• Written task
Copy out every line of the entries below that contains the word "hands".

• Material for the task
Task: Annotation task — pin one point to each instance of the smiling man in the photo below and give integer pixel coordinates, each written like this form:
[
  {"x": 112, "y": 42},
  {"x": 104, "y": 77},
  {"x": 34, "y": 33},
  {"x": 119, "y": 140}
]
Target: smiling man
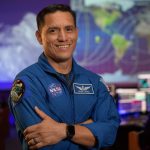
[{"x": 56, "y": 103}]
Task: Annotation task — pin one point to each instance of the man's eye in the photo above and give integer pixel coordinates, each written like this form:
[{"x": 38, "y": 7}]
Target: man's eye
[
  {"x": 69, "y": 29},
  {"x": 52, "y": 30}
]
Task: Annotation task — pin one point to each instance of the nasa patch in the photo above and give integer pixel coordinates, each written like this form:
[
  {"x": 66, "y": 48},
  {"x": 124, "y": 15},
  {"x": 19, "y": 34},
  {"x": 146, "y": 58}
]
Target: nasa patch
[
  {"x": 55, "y": 89},
  {"x": 83, "y": 88}
]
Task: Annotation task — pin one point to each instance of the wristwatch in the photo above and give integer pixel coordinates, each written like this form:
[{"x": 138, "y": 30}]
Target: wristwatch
[{"x": 70, "y": 131}]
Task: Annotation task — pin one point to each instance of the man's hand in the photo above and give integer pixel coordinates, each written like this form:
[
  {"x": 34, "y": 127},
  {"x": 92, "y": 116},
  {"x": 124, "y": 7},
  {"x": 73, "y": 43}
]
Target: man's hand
[{"x": 47, "y": 132}]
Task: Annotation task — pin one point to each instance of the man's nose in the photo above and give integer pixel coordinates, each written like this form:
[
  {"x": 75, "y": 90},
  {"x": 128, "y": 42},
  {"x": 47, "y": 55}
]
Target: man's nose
[{"x": 62, "y": 36}]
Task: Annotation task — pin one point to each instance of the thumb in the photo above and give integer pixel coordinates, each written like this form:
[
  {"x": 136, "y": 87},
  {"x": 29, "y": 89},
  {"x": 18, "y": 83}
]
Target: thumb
[{"x": 41, "y": 113}]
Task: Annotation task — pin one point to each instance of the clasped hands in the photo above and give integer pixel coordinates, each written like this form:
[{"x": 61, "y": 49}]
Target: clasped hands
[{"x": 47, "y": 132}]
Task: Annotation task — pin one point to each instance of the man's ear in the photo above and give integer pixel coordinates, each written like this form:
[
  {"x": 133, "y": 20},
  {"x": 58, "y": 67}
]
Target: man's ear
[{"x": 38, "y": 37}]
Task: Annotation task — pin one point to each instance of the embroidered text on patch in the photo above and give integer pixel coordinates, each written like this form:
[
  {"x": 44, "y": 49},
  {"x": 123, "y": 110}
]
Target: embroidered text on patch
[
  {"x": 55, "y": 89},
  {"x": 83, "y": 88}
]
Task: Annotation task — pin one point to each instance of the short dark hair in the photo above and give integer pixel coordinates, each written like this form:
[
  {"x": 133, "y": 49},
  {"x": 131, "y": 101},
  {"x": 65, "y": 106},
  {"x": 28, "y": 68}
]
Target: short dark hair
[{"x": 51, "y": 9}]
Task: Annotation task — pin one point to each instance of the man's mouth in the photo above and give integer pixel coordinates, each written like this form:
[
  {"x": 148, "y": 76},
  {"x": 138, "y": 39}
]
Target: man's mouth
[{"x": 63, "y": 46}]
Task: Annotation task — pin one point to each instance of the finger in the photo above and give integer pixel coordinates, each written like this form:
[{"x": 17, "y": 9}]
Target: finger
[
  {"x": 37, "y": 146},
  {"x": 40, "y": 113},
  {"x": 31, "y": 129},
  {"x": 29, "y": 137}
]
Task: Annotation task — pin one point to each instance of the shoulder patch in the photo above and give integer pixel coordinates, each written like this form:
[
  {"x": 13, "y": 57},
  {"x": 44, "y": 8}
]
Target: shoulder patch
[
  {"x": 17, "y": 91},
  {"x": 107, "y": 87}
]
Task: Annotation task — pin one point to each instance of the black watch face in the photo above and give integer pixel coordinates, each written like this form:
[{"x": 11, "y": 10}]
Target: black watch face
[{"x": 70, "y": 131}]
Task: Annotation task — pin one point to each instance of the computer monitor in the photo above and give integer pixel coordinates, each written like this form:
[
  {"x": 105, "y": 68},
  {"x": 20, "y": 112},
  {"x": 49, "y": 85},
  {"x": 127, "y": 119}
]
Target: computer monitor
[
  {"x": 132, "y": 101},
  {"x": 144, "y": 82}
]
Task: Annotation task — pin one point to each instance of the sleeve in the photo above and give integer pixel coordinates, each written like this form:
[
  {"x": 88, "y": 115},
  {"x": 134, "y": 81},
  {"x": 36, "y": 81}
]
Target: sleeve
[
  {"x": 106, "y": 118},
  {"x": 24, "y": 96}
]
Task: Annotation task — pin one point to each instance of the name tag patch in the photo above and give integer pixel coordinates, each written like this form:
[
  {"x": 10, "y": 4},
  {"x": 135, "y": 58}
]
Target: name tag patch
[
  {"x": 55, "y": 89},
  {"x": 83, "y": 88}
]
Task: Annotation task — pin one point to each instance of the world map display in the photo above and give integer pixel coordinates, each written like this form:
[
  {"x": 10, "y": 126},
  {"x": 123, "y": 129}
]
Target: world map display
[{"x": 114, "y": 40}]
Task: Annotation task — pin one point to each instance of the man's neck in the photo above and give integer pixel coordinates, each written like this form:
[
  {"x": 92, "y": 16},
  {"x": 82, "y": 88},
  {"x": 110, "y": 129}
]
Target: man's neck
[{"x": 61, "y": 67}]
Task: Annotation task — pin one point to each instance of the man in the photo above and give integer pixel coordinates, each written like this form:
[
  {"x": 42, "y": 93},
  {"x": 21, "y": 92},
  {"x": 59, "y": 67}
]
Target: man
[{"x": 56, "y": 103}]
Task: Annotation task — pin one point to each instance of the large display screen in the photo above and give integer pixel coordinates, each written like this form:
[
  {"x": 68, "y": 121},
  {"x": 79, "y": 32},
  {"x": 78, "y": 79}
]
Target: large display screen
[{"x": 114, "y": 37}]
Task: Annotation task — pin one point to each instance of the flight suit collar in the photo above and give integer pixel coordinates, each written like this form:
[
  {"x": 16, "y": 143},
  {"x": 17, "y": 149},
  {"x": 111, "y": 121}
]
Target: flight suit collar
[{"x": 43, "y": 62}]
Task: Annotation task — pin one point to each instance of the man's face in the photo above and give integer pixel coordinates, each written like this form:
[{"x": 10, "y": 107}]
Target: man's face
[{"x": 58, "y": 36}]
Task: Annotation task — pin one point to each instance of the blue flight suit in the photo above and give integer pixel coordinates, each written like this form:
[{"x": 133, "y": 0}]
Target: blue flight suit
[{"x": 84, "y": 96}]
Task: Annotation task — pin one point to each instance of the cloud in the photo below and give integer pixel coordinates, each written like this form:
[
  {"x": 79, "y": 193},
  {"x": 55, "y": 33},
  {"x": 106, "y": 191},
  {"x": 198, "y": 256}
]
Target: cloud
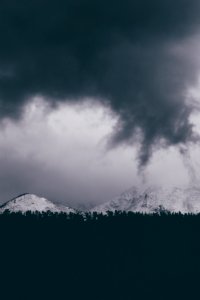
[
  {"x": 60, "y": 154},
  {"x": 138, "y": 57}
]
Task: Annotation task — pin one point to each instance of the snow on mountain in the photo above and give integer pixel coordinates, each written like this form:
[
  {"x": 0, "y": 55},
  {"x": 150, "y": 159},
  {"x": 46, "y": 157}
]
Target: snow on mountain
[
  {"x": 30, "y": 202},
  {"x": 155, "y": 199}
]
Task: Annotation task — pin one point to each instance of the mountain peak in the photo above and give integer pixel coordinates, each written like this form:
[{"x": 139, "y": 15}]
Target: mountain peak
[
  {"x": 30, "y": 202},
  {"x": 151, "y": 199}
]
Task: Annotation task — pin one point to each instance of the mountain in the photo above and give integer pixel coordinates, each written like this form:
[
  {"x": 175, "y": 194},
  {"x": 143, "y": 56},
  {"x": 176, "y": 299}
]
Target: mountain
[
  {"x": 30, "y": 202},
  {"x": 155, "y": 199}
]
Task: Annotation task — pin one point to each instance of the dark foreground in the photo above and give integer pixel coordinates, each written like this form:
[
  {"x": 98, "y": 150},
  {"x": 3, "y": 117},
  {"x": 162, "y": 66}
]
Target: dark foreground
[{"x": 121, "y": 256}]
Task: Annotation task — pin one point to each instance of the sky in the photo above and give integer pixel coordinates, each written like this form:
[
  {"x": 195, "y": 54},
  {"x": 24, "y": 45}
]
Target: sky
[{"x": 98, "y": 96}]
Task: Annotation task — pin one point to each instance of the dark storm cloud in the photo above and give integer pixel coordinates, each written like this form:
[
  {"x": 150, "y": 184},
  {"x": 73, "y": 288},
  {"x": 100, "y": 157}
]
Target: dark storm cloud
[{"x": 134, "y": 53}]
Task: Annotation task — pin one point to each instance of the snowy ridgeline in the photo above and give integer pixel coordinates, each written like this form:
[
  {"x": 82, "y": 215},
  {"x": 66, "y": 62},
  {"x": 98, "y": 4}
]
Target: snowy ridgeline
[
  {"x": 155, "y": 199},
  {"x": 144, "y": 200},
  {"x": 30, "y": 202}
]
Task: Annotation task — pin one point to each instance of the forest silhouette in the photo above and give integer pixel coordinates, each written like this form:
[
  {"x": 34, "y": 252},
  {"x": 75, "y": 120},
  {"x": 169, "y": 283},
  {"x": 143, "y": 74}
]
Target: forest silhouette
[{"x": 94, "y": 256}]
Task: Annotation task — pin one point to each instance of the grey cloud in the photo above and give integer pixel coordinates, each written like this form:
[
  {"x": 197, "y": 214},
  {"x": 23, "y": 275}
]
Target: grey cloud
[{"x": 136, "y": 55}]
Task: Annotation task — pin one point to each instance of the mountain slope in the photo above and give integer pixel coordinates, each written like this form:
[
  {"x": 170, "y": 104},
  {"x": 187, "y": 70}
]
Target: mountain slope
[
  {"x": 30, "y": 202},
  {"x": 154, "y": 199}
]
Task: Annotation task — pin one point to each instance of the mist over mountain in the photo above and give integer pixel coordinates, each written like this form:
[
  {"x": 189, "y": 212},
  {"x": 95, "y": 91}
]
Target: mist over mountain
[{"x": 155, "y": 199}]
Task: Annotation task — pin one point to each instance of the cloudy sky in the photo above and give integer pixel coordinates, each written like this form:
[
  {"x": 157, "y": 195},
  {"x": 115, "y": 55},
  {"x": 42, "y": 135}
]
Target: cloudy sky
[{"x": 97, "y": 96}]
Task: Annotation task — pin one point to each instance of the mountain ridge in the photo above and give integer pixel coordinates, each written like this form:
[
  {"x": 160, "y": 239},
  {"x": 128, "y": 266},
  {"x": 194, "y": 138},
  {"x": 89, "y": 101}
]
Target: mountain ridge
[
  {"x": 30, "y": 202},
  {"x": 153, "y": 199}
]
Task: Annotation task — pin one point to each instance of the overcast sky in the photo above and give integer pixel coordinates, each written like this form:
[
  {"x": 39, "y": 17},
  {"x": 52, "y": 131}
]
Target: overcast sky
[{"x": 97, "y": 96}]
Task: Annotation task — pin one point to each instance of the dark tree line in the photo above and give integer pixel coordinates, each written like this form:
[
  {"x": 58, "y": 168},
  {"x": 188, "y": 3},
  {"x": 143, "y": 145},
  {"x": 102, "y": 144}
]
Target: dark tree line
[{"x": 94, "y": 256}]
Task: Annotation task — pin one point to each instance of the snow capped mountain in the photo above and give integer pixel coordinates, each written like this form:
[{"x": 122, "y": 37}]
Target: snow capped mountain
[
  {"x": 30, "y": 202},
  {"x": 155, "y": 199}
]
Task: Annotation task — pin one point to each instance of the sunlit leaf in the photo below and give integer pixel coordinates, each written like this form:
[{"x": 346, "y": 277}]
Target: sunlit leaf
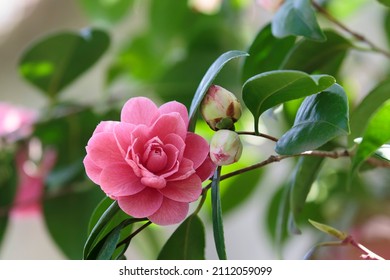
[
  {"x": 376, "y": 134},
  {"x": 67, "y": 216},
  {"x": 298, "y": 18},
  {"x": 56, "y": 61},
  {"x": 318, "y": 57},
  {"x": 106, "y": 11},
  {"x": 187, "y": 242},
  {"x": 362, "y": 113},
  {"x": 208, "y": 78},
  {"x": 269, "y": 89},
  {"x": 266, "y": 53},
  {"x": 219, "y": 238},
  {"x": 320, "y": 118}
]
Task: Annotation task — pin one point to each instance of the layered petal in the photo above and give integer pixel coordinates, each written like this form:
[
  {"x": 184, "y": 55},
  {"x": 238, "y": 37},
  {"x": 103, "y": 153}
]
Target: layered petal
[
  {"x": 187, "y": 190},
  {"x": 139, "y": 110},
  {"x": 170, "y": 212},
  {"x": 120, "y": 180},
  {"x": 142, "y": 204}
]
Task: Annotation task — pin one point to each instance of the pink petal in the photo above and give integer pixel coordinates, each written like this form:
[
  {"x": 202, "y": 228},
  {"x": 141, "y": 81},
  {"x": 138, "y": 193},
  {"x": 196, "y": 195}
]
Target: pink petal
[
  {"x": 167, "y": 124},
  {"x": 120, "y": 180},
  {"x": 103, "y": 149},
  {"x": 170, "y": 212},
  {"x": 206, "y": 170},
  {"x": 187, "y": 190},
  {"x": 197, "y": 149},
  {"x": 105, "y": 126},
  {"x": 139, "y": 110},
  {"x": 186, "y": 169},
  {"x": 93, "y": 171},
  {"x": 123, "y": 132},
  {"x": 175, "y": 107},
  {"x": 142, "y": 204}
]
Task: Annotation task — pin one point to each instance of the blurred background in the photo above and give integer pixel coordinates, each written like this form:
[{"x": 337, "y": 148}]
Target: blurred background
[{"x": 161, "y": 49}]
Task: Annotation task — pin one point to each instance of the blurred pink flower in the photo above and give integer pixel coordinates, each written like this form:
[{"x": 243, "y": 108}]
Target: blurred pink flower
[
  {"x": 148, "y": 161},
  {"x": 31, "y": 176},
  {"x": 16, "y": 122}
]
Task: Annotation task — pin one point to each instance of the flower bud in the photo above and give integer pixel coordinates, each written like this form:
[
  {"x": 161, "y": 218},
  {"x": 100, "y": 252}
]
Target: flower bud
[
  {"x": 220, "y": 108},
  {"x": 225, "y": 147}
]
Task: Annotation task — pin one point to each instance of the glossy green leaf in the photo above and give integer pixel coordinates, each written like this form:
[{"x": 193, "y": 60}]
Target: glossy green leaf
[
  {"x": 320, "y": 118},
  {"x": 385, "y": 2},
  {"x": 206, "y": 81},
  {"x": 269, "y": 89},
  {"x": 8, "y": 184},
  {"x": 216, "y": 208},
  {"x": 238, "y": 189},
  {"x": 376, "y": 134},
  {"x": 67, "y": 216},
  {"x": 106, "y": 12},
  {"x": 56, "y": 61},
  {"x": 362, "y": 113},
  {"x": 103, "y": 216},
  {"x": 266, "y": 53},
  {"x": 318, "y": 57},
  {"x": 298, "y": 18},
  {"x": 187, "y": 242},
  {"x": 303, "y": 177}
]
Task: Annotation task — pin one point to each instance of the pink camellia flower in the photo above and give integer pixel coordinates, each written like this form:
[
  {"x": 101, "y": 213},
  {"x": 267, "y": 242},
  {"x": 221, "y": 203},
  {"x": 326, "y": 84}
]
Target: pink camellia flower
[{"x": 148, "y": 161}]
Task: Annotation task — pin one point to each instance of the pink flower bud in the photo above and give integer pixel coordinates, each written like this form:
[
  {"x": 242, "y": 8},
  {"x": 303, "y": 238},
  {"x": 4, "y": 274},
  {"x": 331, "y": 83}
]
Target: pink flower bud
[
  {"x": 220, "y": 108},
  {"x": 225, "y": 147}
]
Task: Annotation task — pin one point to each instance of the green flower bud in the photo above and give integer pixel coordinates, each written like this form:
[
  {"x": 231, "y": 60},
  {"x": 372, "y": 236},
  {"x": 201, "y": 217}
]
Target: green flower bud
[
  {"x": 225, "y": 147},
  {"x": 220, "y": 108}
]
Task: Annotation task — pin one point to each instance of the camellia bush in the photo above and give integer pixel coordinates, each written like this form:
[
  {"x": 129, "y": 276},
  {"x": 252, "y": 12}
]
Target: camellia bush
[{"x": 200, "y": 119}]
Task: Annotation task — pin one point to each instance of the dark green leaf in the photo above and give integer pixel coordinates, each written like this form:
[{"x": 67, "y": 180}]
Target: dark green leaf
[
  {"x": 376, "y": 134},
  {"x": 266, "y": 53},
  {"x": 187, "y": 242},
  {"x": 318, "y": 57},
  {"x": 385, "y": 2},
  {"x": 56, "y": 61},
  {"x": 304, "y": 175},
  {"x": 269, "y": 89},
  {"x": 216, "y": 209},
  {"x": 362, "y": 113},
  {"x": 320, "y": 118},
  {"x": 206, "y": 81},
  {"x": 67, "y": 216},
  {"x": 298, "y": 18},
  {"x": 238, "y": 189},
  {"x": 8, "y": 182},
  {"x": 106, "y": 12}
]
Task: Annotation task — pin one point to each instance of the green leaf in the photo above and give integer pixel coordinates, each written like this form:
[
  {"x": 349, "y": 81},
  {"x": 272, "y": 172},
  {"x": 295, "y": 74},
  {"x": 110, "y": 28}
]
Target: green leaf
[
  {"x": 318, "y": 57},
  {"x": 266, "y": 53},
  {"x": 67, "y": 216},
  {"x": 329, "y": 230},
  {"x": 8, "y": 184},
  {"x": 269, "y": 89},
  {"x": 320, "y": 118},
  {"x": 216, "y": 208},
  {"x": 376, "y": 134},
  {"x": 206, "y": 81},
  {"x": 100, "y": 224},
  {"x": 385, "y": 2},
  {"x": 303, "y": 177},
  {"x": 106, "y": 12},
  {"x": 298, "y": 18},
  {"x": 238, "y": 189},
  {"x": 187, "y": 242},
  {"x": 56, "y": 61},
  {"x": 362, "y": 113}
]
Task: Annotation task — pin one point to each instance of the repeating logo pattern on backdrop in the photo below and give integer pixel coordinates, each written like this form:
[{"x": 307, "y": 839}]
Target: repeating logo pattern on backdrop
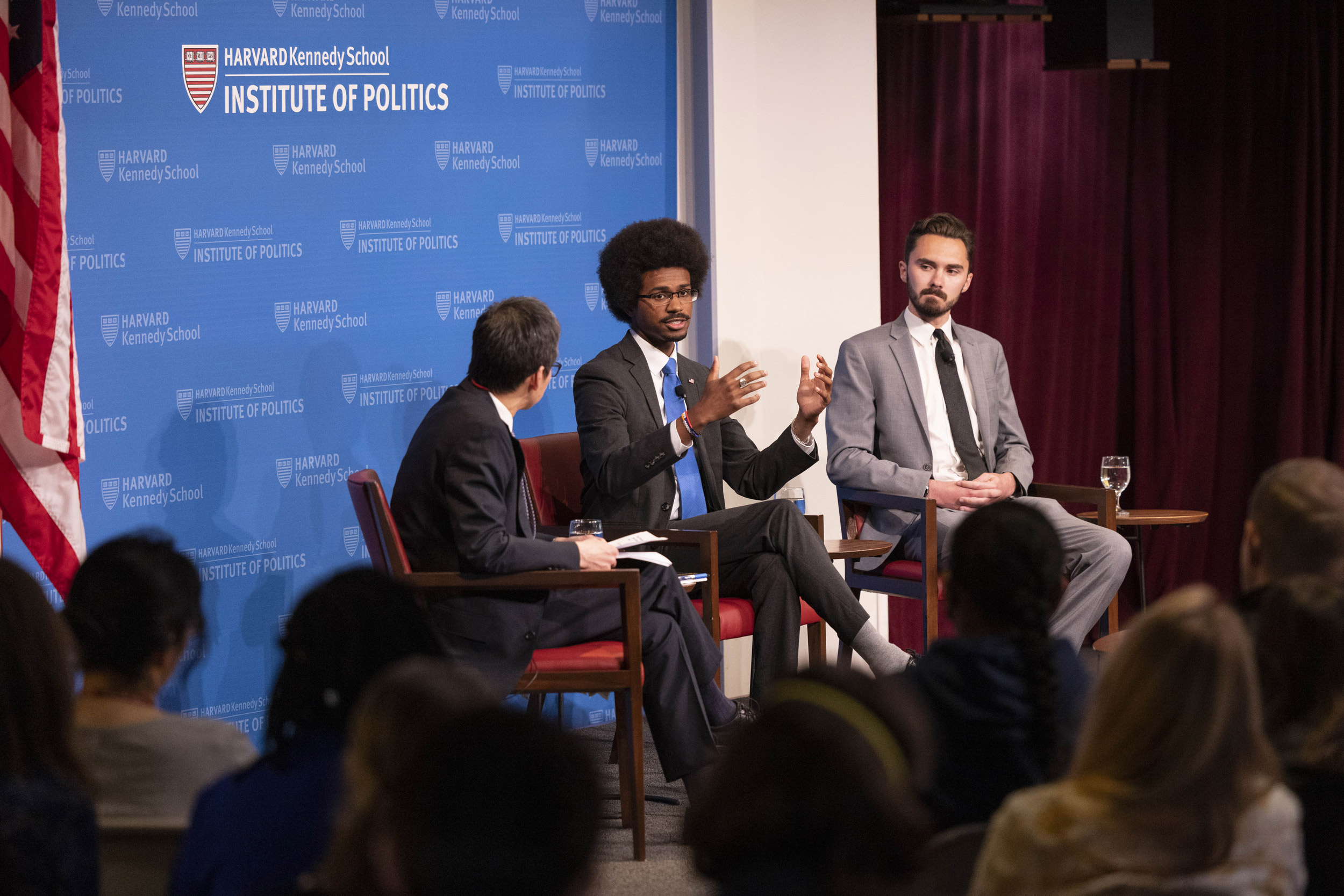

• The reply
Task: Annotation task — pin one point to each instance of the clasped hands in the photo above and give integer pixel coordinates, each written like this form:
Target: clasped hands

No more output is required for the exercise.